To do:
Count the lines in the material below that contain the string "tree". Reply with only that number.

Extracted records

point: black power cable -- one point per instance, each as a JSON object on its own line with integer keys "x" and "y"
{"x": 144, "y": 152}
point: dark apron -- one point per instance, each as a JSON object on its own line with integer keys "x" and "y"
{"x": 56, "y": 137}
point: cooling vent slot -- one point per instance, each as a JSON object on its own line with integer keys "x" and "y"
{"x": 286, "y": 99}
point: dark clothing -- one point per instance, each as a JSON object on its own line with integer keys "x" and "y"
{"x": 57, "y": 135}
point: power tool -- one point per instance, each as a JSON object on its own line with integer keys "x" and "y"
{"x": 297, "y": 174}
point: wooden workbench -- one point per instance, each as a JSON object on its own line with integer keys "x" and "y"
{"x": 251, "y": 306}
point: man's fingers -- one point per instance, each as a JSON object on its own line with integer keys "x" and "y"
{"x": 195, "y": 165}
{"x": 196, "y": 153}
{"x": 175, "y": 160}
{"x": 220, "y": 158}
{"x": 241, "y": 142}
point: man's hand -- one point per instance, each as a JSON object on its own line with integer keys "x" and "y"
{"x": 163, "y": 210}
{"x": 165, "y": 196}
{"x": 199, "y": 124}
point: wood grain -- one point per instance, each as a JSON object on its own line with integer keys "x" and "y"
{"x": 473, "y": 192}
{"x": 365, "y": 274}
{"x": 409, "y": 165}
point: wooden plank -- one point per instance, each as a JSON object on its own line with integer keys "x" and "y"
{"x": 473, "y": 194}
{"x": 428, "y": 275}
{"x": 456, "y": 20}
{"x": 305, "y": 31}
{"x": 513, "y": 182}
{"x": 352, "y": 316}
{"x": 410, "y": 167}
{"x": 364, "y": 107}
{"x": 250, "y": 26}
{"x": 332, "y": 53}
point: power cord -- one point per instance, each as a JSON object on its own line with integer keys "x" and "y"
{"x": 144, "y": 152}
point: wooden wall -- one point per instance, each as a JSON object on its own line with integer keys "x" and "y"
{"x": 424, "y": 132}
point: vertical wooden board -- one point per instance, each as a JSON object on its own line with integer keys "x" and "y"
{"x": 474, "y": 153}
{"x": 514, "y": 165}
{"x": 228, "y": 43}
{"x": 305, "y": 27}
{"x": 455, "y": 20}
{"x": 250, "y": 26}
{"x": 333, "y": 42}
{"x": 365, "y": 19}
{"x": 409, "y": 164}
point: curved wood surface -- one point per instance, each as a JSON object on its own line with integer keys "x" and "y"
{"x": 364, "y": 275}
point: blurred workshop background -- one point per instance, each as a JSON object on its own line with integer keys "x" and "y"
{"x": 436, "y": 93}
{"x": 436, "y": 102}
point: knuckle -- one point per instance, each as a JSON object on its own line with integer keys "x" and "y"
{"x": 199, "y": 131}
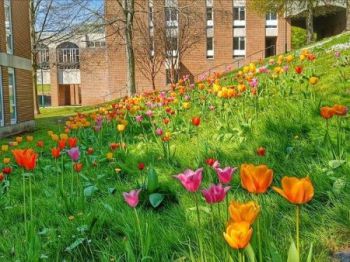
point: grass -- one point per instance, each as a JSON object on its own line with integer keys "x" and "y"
{"x": 93, "y": 223}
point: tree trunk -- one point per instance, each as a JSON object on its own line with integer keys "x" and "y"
{"x": 347, "y": 16}
{"x": 33, "y": 57}
{"x": 310, "y": 22}
{"x": 129, "y": 14}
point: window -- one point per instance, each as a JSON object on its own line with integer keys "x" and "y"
{"x": 239, "y": 46}
{"x": 8, "y": 27}
{"x": 12, "y": 95}
{"x": 1, "y": 103}
{"x": 210, "y": 17}
{"x": 239, "y": 16}
{"x": 68, "y": 55}
{"x": 43, "y": 57}
{"x": 271, "y": 20}
{"x": 210, "y": 47}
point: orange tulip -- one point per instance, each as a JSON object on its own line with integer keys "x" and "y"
{"x": 327, "y": 112}
{"x": 25, "y": 158}
{"x": 340, "y": 110}
{"x": 296, "y": 190}
{"x": 238, "y": 235}
{"x": 243, "y": 212}
{"x": 256, "y": 179}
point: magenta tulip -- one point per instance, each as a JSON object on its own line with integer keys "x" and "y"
{"x": 132, "y": 198}
{"x": 191, "y": 180}
{"x": 225, "y": 174}
{"x": 74, "y": 153}
{"x": 215, "y": 193}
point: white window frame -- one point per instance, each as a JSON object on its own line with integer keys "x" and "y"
{"x": 240, "y": 51}
{"x": 271, "y": 23}
{"x": 239, "y": 22}
{"x": 2, "y": 120}
{"x": 12, "y": 71}
{"x": 8, "y": 27}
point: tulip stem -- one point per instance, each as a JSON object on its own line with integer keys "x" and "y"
{"x": 259, "y": 240}
{"x": 197, "y": 209}
{"x": 297, "y": 228}
{"x": 24, "y": 207}
{"x": 139, "y": 228}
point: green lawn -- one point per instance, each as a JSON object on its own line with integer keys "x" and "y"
{"x": 83, "y": 216}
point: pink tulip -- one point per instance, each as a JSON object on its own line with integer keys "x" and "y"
{"x": 74, "y": 153}
{"x": 225, "y": 174}
{"x": 132, "y": 198}
{"x": 191, "y": 180}
{"x": 215, "y": 193}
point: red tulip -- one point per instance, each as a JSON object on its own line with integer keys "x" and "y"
{"x": 40, "y": 143}
{"x": 55, "y": 152}
{"x": 261, "y": 151}
{"x": 7, "y": 170}
{"x": 72, "y": 141}
{"x": 141, "y": 166}
{"x": 78, "y": 167}
{"x": 298, "y": 70}
{"x": 196, "y": 121}
{"x": 62, "y": 143}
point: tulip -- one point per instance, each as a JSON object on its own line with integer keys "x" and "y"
{"x": 7, "y": 170}
{"x": 238, "y": 235}
{"x": 243, "y": 212}
{"x": 78, "y": 167}
{"x": 132, "y": 198}
{"x": 295, "y": 190}
{"x": 55, "y": 152}
{"x": 256, "y": 179}
{"x": 196, "y": 121}
{"x": 215, "y": 193}
{"x": 74, "y": 153}
{"x": 191, "y": 180}
{"x": 261, "y": 151}
{"x": 25, "y": 158}
{"x": 225, "y": 174}
{"x": 72, "y": 142}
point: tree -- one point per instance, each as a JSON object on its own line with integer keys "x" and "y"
{"x": 53, "y": 21}
{"x": 292, "y": 7}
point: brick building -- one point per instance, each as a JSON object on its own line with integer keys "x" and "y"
{"x": 230, "y": 35}
{"x": 16, "y": 92}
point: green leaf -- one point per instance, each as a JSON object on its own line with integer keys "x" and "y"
{"x": 250, "y": 253}
{"x": 75, "y": 244}
{"x": 89, "y": 191}
{"x": 336, "y": 163}
{"x": 152, "y": 180}
{"x": 293, "y": 255}
{"x": 156, "y": 199}
{"x": 309, "y": 256}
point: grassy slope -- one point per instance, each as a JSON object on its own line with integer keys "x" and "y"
{"x": 284, "y": 125}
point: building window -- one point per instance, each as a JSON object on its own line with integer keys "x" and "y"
{"x": 210, "y": 17}
{"x": 210, "y": 47}
{"x": 8, "y": 27}
{"x": 238, "y": 46}
{"x": 1, "y": 103}
{"x": 12, "y": 95}
{"x": 271, "y": 20}
{"x": 43, "y": 57}
{"x": 239, "y": 16}
{"x": 68, "y": 56}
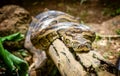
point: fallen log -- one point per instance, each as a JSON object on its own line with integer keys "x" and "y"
{"x": 91, "y": 63}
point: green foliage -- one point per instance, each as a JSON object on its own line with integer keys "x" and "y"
{"x": 13, "y": 63}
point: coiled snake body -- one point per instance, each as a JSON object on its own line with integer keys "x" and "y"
{"x": 51, "y": 25}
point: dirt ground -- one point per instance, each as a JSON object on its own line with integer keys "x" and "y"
{"x": 91, "y": 11}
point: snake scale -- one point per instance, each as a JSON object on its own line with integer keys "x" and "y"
{"x": 51, "y": 25}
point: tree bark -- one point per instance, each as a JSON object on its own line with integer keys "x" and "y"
{"x": 84, "y": 65}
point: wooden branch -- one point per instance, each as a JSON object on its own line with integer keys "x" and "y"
{"x": 88, "y": 63}
{"x": 64, "y": 60}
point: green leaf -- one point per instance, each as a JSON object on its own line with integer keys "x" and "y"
{"x": 13, "y": 62}
{"x": 14, "y": 37}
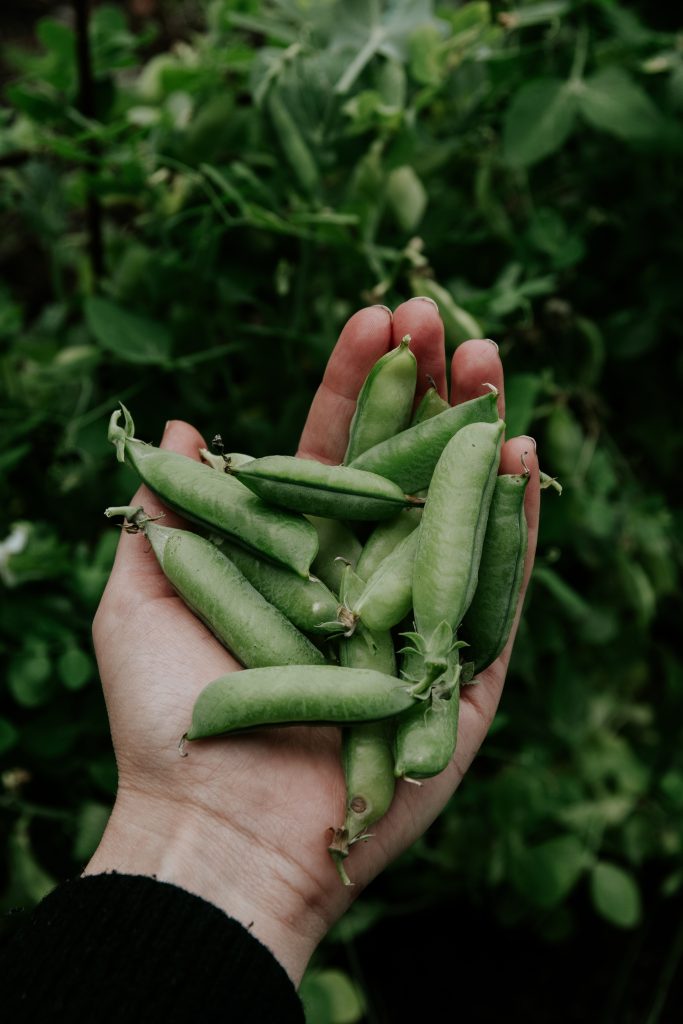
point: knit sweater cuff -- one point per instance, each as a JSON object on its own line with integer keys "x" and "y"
{"x": 126, "y": 947}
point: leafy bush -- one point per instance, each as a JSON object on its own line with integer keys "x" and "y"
{"x": 187, "y": 223}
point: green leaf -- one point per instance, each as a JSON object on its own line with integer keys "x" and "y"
{"x": 538, "y": 121}
{"x": 29, "y": 882}
{"x": 330, "y": 997}
{"x": 131, "y": 337}
{"x": 611, "y": 101}
{"x": 8, "y": 735}
{"x": 371, "y": 28}
{"x": 75, "y": 668}
{"x": 615, "y": 895}
{"x": 30, "y": 677}
{"x": 407, "y": 197}
{"x": 91, "y": 821}
{"x": 548, "y": 871}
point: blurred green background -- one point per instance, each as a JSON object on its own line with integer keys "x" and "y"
{"x": 195, "y": 197}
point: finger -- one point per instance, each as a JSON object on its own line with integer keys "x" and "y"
{"x": 134, "y": 558}
{"x": 474, "y": 365}
{"x": 420, "y": 317}
{"x": 365, "y": 338}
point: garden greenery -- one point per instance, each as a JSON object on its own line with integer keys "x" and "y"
{"x": 187, "y": 222}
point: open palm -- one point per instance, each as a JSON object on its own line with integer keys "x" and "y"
{"x": 244, "y": 820}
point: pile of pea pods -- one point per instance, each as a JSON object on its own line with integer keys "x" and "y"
{"x": 364, "y": 595}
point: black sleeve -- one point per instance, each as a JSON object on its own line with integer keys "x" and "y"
{"x": 117, "y": 947}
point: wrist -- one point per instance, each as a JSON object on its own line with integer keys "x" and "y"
{"x": 208, "y": 857}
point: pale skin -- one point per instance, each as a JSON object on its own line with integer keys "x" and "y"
{"x": 245, "y": 821}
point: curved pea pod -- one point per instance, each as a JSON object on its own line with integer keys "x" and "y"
{"x": 337, "y": 545}
{"x": 216, "y": 591}
{"x": 488, "y": 621}
{"x": 384, "y": 539}
{"x": 307, "y": 603}
{"x": 430, "y": 404}
{"x": 453, "y": 526}
{"x": 410, "y": 458}
{"x": 387, "y": 596}
{"x": 426, "y": 736}
{"x": 216, "y": 501}
{"x": 295, "y": 695}
{"x": 313, "y": 487}
{"x": 385, "y": 400}
{"x": 367, "y": 748}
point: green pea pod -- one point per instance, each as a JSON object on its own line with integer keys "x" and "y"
{"x": 307, "y": 603}
{"x": 431, "y": 404}
{"x": 223, "y": 462}
{"x": 453, "y": 526}
{"x": 216, "y": 501}
{"x": 385, "y": 400}
{"x": 488, "y": 621}
{"x": 216, "y": 591}
{"x": 337, "y": 545}
{"x": 410, "y": 458}
{"x": 387, "y": 596}
{"x": 367, "y": 748}
{"x": 384, "y": 539}
{"x": 426, "y": 735}
{"x": 294, "y": 695}
{"x": 335, "y": 492}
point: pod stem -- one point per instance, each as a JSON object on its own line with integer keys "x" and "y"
{"x": 134, "y": 515}
{"x": 338, "y": 850}
{"x": 118, "y": 434}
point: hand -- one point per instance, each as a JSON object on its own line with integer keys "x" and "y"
{"x": 244, "y": 821}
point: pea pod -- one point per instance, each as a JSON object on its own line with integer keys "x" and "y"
{"x": 307, "y": 603}
{"x": 385, "y": 400}
{"x": 294, "y": 695}
{"x": 488, "y": 621}
{"x": 453, "y": 526}
{"x": 216, "y": 500}
{"x": 367, "y": 748}
{"x": 384, "y": 539}
{"x": 335, "y": 492}
{"x": 449, "y": 550}
{"x": 337, "y": 545}
{"x": 431, "y": 404}
{"x": 216, "y": 591}
{"x": 410, "y": 458}
{"x": 387, "y": 596}
{"x": 426, "y": 735}
{"x": 222, "y": 462}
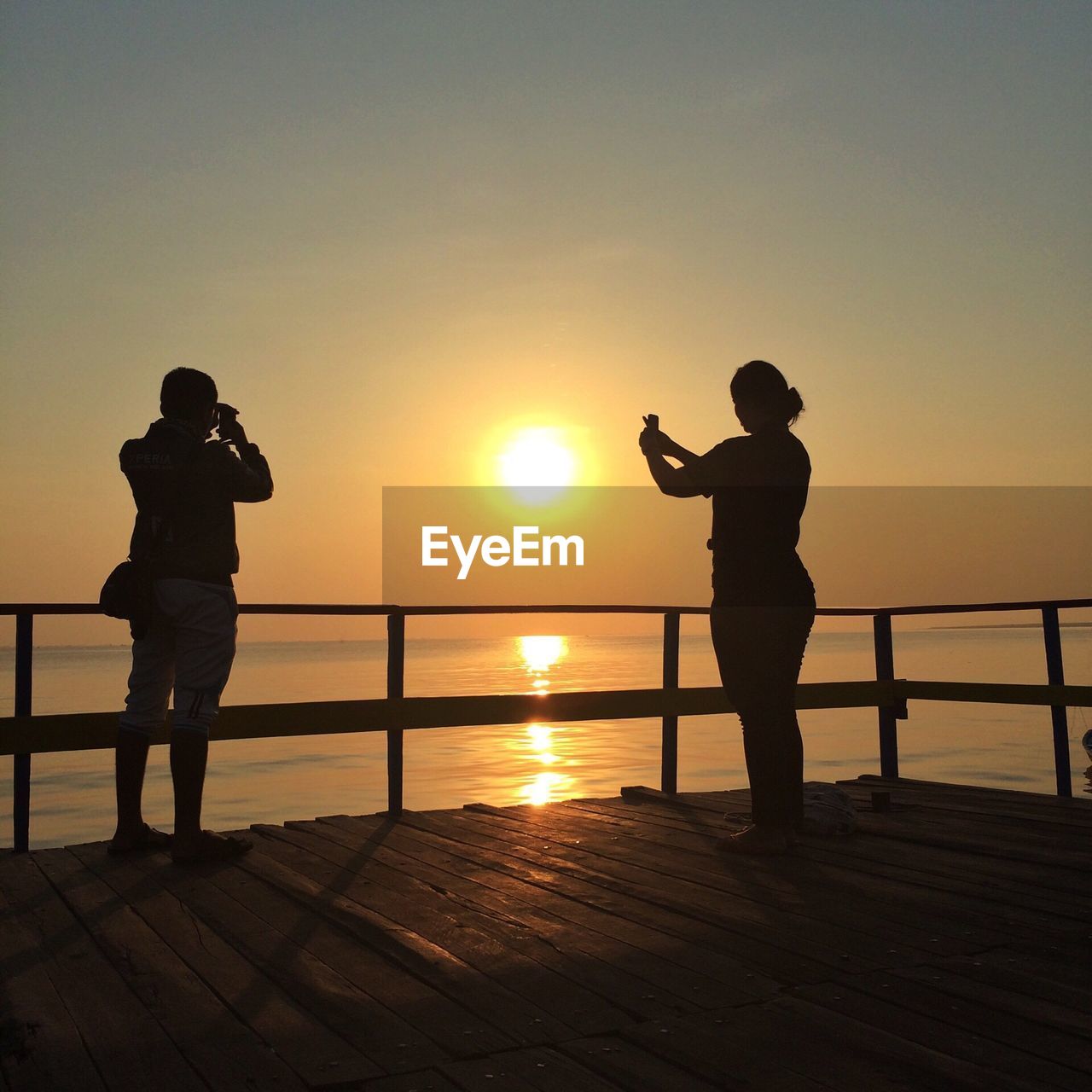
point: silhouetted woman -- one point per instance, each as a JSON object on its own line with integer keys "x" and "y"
{"x": 764, "y": 600}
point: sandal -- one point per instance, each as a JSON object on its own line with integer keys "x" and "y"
{"x": 755, "y": 841}
{"x": 148, "y": 839}
{"x": 214, "y": 847}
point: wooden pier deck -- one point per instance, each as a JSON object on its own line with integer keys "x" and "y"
{"x": 594, "y": 944}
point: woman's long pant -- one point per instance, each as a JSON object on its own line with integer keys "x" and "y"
{"x": 759, "y": 652}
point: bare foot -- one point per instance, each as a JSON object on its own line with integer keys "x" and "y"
{"x": 209, "y": 846}
{"x": 760, "y": 841}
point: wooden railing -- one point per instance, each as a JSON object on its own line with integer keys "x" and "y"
{"x": 24, "y": 734}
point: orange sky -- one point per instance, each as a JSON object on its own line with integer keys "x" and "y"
{"x": 396, "y": 234}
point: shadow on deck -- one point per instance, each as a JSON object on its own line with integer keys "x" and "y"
{"x": 594, "y": 944}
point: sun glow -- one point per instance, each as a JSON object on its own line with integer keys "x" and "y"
{"x": 537, "y": 456}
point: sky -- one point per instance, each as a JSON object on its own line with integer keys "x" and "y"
{"x": 398, "y": 234}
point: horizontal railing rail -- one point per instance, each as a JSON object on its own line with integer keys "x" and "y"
{"x": 26, "y": 734}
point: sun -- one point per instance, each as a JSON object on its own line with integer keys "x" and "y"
{"x": 537, "y": 456}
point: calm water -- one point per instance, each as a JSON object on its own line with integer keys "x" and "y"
{"x": 274, "y": 780}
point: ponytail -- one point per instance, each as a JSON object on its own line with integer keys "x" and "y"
{"x": 761, "y": 383}
{"x": 794, "y": 405}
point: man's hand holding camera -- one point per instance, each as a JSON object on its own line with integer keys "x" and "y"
{"x": 227, "y": 425}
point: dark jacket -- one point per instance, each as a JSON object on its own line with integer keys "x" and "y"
{"x": 186, "y": 490}
{"x": 759, "y": 485}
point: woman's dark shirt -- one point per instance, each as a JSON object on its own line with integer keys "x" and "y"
{"x": 759, "y": 485}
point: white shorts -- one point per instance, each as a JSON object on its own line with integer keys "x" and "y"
{"x": 188, "y": 650}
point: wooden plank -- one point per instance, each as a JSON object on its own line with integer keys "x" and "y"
{"x": 433, "y": 1016}
{"x": 802, "y": 887}
{"x": 699, "y": 892}
{"x": 757, "y": 1048}
{"x": 745, "y": 939}
{"x": 636, "y": 1069}
{"x": 41, "y": 1046}
{"x": 505, "y": 1009}
{"x": 308, "y": 1046}
{"x": 377, "y": 1034}
{"x": 655, "y": 985}
{"x": 1022, "y": 973}
{"x": 1044, "y": 802}
{"x": 1031, "y": 830}
{"x": 128, "y": 1046}
{"x": 983, "y": 803}
{"x": 1040, "y": 1013}
{"x": 958, "y": 905}
{"x": 171, "y": 993}
{"x": 541, "y": 1069}
{"x": 570, "y": 1002}
{"x": 427, "y": 1080}
{"x": 946, "y": 860}
{"x": 585, "y": 907}
{"x": 923, "y": 1017}
{"x": 600, "y": 961}
{"x": 837, "y": 1045}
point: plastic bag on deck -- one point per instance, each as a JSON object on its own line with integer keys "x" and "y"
{"x": 827, "y": 810}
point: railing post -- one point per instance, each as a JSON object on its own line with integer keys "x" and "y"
{"x": 20, "y": 764}
{"x": 885, "y": 673}
{"x": 1055, "y": 676}
{"x": 396, "y": 683}
{"x": 670, "y": 745}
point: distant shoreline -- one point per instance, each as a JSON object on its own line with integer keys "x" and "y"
{"x": 1019, "y": 624}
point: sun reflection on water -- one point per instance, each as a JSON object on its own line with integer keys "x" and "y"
{"x": 539, "y": 743}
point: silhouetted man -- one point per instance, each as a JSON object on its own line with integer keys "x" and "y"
{"x": 184, "y": 486}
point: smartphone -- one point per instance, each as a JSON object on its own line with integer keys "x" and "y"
{"x": 225, "y": 415}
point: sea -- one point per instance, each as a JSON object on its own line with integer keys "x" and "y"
{"x": 276, "y": 780}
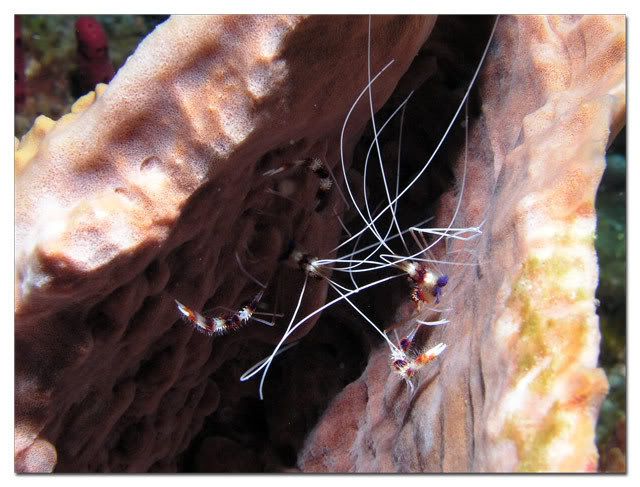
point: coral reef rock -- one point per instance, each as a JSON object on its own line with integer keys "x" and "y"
{"x": 145, "y": 193}
{"x": 518, "y": 388}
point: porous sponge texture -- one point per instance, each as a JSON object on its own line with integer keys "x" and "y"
{"x": 145, "y": 193}
{"x": 518, "y": 388}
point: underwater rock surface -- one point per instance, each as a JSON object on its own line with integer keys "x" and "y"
{"x": 152, "y": 185}
{"x": 518, "y": 388}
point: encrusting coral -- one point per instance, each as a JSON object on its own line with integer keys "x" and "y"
{"x": 148, "y": 189}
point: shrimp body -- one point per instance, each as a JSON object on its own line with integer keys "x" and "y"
{"x": 426, "y": 284}
{"x": 406, "y": 364}
{"x": 220, "y": 325}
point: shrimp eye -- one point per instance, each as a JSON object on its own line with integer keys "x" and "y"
{"x": 399, "y": 364}
{"x": 442, "y": 281}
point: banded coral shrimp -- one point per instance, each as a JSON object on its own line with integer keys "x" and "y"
{"x": 418, "y": 266}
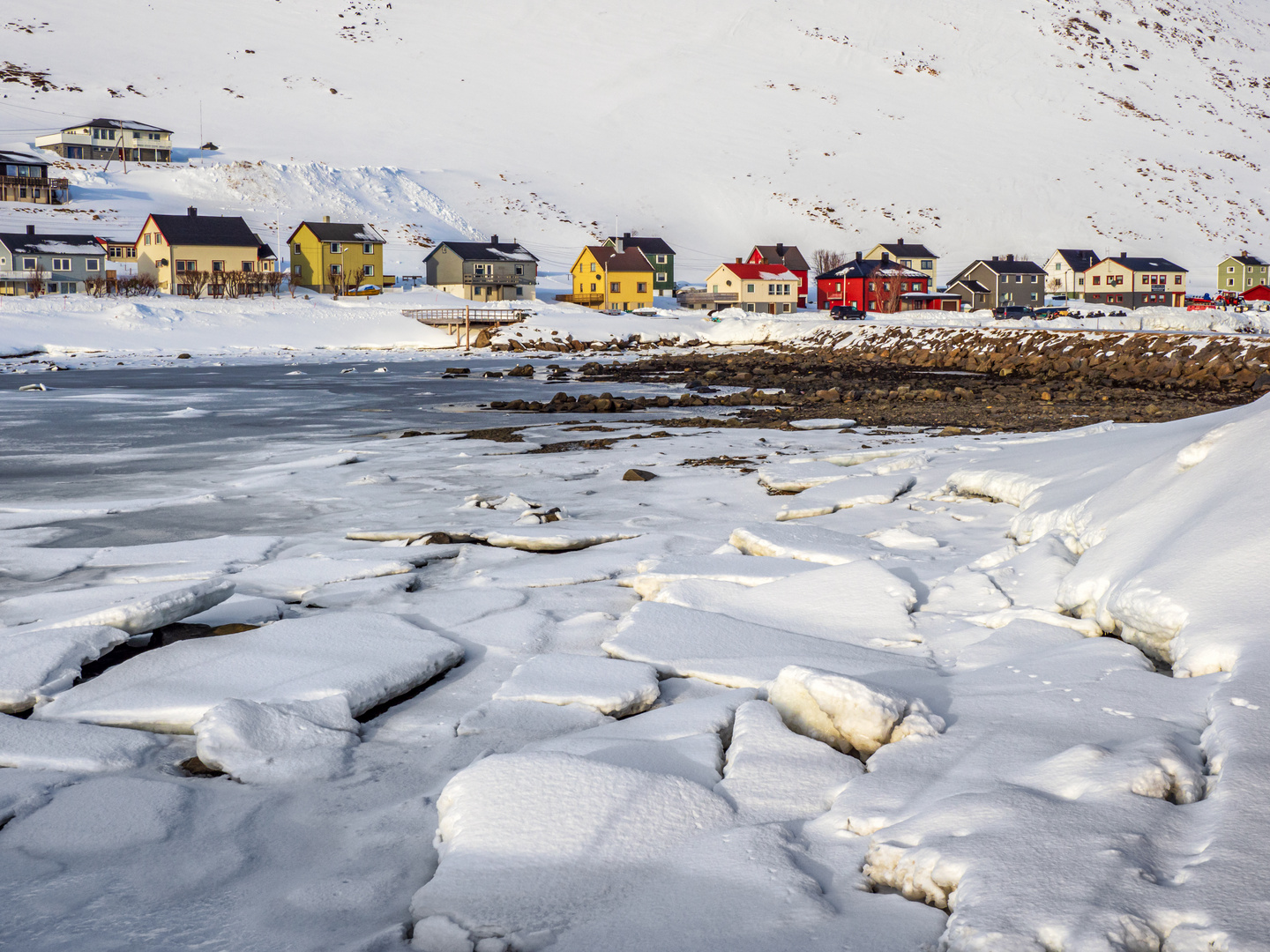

Task response:
3